> _TO BE DONE_
Reproduce every line of the entries below in full, increasing each coordinate value in the answers by 91.

── RECORD LIST

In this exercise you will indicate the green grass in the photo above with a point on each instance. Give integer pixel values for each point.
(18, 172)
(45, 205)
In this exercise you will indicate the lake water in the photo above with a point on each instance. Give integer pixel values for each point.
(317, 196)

────

> _OUTPUT BELOW_
In this exercise you will indicate the green grass in the photo above with a point on each instance. Give integer pixel values for each point.
(109, 263)
(136, 296)
In this exercise you will indicate the lake water in the photo above with a point on each instance. Give integer pixel values for each point.
(408, 287)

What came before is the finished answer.